Pull out each line in the listing below that contains the word "sleeve", and copy those lines unchanged.

(begin)

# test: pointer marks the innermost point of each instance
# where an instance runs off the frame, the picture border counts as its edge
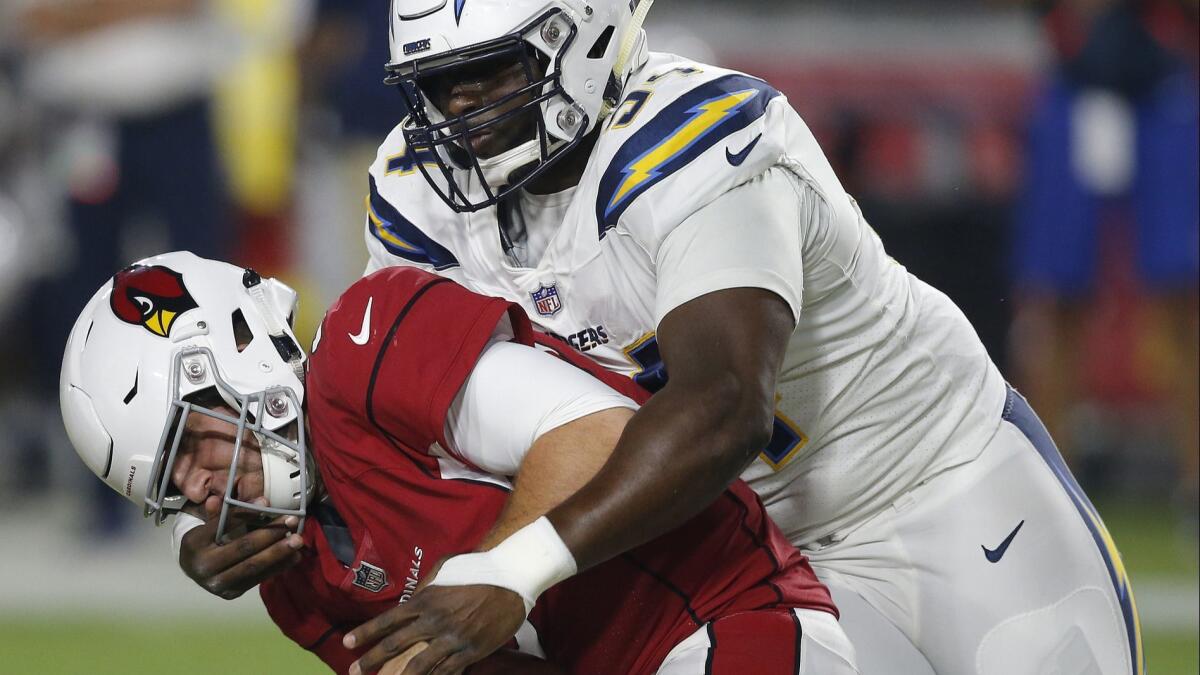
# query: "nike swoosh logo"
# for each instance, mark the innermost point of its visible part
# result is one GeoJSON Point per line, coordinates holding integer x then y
{"type": "Point", "coordinates": [365, 332]}
{"type": "Point", "coordinates": [736, 159]}
{"type": "Point", "coordinates": [999, 553]}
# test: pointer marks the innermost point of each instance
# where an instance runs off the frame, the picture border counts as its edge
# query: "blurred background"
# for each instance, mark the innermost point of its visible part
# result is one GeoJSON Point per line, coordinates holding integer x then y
{"type": "Point", "coordinates": [1036, 160]}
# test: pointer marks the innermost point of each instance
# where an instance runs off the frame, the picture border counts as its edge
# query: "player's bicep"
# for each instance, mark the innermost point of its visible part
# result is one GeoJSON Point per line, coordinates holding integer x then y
{"type": "Point", "coordinates": [515, 395]}
{"type": "Point", "coordinates": [748, 238]}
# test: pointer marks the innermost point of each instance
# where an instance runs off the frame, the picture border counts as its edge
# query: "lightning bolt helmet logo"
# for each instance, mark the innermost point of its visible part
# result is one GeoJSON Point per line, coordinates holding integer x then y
{"type": "Point", "coordinates": [150, 297]}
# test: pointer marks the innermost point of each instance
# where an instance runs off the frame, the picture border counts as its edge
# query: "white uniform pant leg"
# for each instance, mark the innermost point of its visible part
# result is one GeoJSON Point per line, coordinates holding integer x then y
{"type": "Point", "coordinates": [822, 649]}
{"type": "Point", "coordinates": [1055, 601]}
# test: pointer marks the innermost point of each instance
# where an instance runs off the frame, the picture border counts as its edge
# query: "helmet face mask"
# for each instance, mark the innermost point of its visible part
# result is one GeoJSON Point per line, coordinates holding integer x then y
{"type": "Point", "coordinates": [275, 418]}
{"type": "Point", "coordinates": [449, 141]}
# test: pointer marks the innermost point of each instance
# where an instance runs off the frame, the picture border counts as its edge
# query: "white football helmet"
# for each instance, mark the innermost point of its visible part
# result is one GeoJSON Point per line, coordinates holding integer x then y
{"type": "Point", "coordinates": [157, 338]}
{"type": "Point", "coordinates": [586, 51]}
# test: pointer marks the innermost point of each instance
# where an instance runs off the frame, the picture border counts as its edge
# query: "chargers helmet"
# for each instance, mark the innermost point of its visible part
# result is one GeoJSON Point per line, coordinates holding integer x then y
{"type": "Point", "coordinates": [154, 338]}
{"type": "Point", "coordinates": [583, 52]}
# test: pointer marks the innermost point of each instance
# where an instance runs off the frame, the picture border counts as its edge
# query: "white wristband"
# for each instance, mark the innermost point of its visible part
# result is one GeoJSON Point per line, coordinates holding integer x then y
{"type": "Point", "coordinates": [529, 561]}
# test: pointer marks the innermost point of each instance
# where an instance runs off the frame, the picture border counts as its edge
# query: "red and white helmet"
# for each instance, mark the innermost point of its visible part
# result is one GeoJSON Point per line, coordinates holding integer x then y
{"type": "Point", "coordinates": [586, 51]}
{"type": "Point", "coordinates": [154, 338]}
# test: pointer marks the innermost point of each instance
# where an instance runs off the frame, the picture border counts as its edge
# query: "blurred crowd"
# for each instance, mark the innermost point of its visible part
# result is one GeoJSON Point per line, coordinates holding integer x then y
{"type": "Point", "coordinates": [1050, 191]}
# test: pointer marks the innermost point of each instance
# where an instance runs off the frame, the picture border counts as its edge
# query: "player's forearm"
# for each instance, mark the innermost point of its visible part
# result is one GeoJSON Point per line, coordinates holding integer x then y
{"type": "Point", "coordinates": [556, 467]}
{"type": "Point", "coordinates": [676, 457]}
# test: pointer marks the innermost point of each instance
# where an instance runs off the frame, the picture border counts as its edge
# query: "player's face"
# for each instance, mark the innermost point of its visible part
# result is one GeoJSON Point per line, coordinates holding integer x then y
{"type": "Point", "coordinates": [473, 87]}
{"type": "Point", "coordinates": [202, 466]}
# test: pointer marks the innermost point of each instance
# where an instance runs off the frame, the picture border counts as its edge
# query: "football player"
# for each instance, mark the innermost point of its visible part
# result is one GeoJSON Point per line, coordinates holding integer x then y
{"type": "Point", "coordinates": [184, 388]}
{"type": "Point", "coordinates": [677, 222]}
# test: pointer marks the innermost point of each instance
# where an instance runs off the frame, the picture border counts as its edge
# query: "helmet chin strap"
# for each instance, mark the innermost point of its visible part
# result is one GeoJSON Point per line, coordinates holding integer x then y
{"type": "Point", "coordinates": [279, 464]}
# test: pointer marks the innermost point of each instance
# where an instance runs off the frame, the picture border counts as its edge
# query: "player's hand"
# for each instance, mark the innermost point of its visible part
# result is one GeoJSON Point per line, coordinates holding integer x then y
{"type": "Point", "coordinates": [228, 571]}
{"type": "Point", "coordinates": [462, 625]}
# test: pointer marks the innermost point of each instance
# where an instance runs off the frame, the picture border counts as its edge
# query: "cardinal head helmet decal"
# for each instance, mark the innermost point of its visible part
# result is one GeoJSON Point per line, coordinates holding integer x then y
{"type": "Point", "coordinates": [151, 297]}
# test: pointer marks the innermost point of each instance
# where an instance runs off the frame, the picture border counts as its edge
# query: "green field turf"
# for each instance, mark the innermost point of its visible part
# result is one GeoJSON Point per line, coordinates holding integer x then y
{"type": "Point", "coordinates": [207, 647]}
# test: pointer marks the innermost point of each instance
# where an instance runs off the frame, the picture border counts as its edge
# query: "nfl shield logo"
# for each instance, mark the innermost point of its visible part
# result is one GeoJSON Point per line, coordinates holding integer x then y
{"type": "Point", "coordinates": [370, 577]}
{"type": "Point", "coordinates": [545, 300]}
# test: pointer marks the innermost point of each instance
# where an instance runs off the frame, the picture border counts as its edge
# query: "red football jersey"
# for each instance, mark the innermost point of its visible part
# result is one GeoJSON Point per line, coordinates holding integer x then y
{"type": "Point", "coordinates": [394, 351]}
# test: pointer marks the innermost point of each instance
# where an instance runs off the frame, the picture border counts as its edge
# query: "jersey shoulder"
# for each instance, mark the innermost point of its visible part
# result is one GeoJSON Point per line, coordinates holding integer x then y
{"type": "Point", "coordinates": [348, 339]}
{"type": "Point", "coordinates": [684, 133]}
{"type": "Point", "coordinates": [406, 219]}
{"type": "Point", "coordinates": [396, 347]}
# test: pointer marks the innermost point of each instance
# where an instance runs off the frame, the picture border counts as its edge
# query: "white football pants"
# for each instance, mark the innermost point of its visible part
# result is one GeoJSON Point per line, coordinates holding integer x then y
{"type": "Point", "coordinates": [809, 641]}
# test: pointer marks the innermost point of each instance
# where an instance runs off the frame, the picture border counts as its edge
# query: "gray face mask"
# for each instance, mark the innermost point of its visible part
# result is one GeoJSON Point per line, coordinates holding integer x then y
{"type": "Point", "coordinates": [287, 464]}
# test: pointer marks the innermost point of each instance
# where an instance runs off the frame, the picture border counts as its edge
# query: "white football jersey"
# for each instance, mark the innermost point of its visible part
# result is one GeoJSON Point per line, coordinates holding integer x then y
{"type": "Point", "coordinates": [885, 382]}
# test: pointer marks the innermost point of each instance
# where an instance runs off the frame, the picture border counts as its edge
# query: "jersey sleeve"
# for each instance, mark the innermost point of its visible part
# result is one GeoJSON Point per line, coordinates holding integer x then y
{"type": "Point", "coordinates": [513, 396]}
{"type": "Point", "coordinates": [396, 348]}
{"type": "Point", "coordinates": [748, 237]}
{"type": "Point", "coordinates": [697, 133]}
{"type": "Point", "coordinates": [295, 609]}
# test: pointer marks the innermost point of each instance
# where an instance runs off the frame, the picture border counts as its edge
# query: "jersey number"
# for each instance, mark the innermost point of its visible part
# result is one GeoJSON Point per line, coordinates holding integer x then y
{"type": "Point", "coordinates": [636, 100]}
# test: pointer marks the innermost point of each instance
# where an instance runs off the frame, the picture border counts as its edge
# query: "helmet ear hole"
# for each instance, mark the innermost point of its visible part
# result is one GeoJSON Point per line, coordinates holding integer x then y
{"type": "Point", "coordinates": [601, 45]}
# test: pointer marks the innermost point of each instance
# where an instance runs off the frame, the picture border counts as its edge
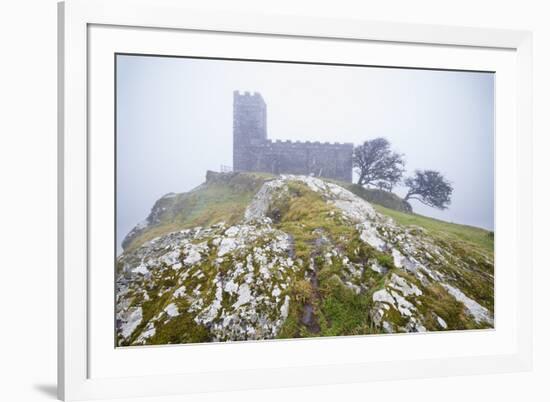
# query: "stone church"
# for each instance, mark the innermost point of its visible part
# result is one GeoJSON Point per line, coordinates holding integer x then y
{"type": "Point", "coordinates": [254, 152]}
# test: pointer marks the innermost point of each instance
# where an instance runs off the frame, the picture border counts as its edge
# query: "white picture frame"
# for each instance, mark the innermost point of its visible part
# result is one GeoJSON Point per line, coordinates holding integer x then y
{"type": "Point", "coordinates": [78, 378]}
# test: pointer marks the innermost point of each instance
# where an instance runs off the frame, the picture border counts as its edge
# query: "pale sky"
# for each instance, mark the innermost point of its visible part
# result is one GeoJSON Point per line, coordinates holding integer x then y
{"type": "Point", "coordinates": [174, 122]}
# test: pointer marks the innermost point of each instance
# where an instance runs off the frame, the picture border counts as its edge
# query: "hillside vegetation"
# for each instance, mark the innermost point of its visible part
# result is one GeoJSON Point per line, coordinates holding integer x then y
{"type": "Point", "coordinates": [253, 256]}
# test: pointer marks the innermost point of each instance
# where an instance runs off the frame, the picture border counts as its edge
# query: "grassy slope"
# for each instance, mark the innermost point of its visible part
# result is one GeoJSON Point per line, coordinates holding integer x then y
{"type": "Point", "coordinates": [478, 238]}
{"type": "Point", "coordinates": [226, 196]}
{"type": "Point", "coordinates": [337, 310]}
{"type": "Point", "coordinates": [220, 199]}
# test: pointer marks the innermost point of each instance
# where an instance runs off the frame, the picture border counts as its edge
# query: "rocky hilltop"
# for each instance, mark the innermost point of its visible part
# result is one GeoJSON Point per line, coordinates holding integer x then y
{"type": "Point", "coordinates": [250, 256]}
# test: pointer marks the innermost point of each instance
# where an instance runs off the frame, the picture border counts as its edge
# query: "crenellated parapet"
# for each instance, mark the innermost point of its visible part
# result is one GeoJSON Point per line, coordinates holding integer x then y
{"type": "Point", "coordinates": [253, 151]}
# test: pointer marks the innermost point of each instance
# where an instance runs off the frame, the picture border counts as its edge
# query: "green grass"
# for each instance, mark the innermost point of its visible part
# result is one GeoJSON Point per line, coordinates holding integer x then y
{"type": "Point", "coordinates": [467, 235]}
{"type": "Point", "coordinates": [219, 200]}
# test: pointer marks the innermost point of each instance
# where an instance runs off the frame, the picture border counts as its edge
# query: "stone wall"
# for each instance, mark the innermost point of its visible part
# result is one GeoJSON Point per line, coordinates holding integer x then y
{"type": "Point", "coordinates": [252, 151]}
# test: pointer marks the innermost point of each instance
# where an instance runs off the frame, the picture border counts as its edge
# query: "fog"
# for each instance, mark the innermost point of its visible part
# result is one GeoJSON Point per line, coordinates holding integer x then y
{"type": "Point", "coordinates": [174, 122]}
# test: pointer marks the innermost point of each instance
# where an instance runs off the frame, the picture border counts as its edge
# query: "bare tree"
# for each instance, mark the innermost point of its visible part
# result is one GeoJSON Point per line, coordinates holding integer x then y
{"type": "Point", "coordinates": [430, 188]}
{"type": "Point", "coordinates": [377, 164]}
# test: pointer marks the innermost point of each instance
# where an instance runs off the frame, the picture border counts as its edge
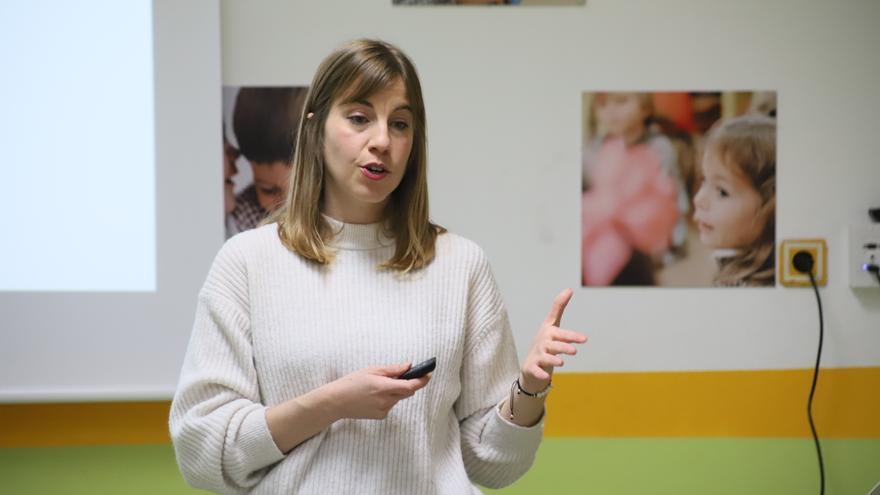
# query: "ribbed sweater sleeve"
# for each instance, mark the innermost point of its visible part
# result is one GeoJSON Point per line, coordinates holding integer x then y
{"type": "Point", "coordinates": [495, 452]}
{"type": "Point", "coordinates": [217, 421]}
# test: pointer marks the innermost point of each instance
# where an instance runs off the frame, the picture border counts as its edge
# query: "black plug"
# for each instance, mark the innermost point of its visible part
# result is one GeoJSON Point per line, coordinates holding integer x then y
{"type": "Point", "coordinates": [803, 262]}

(end)

_THE SOLUTION_.
# query: "jersey sleeve"
# query: "ribbed sweater sleeve"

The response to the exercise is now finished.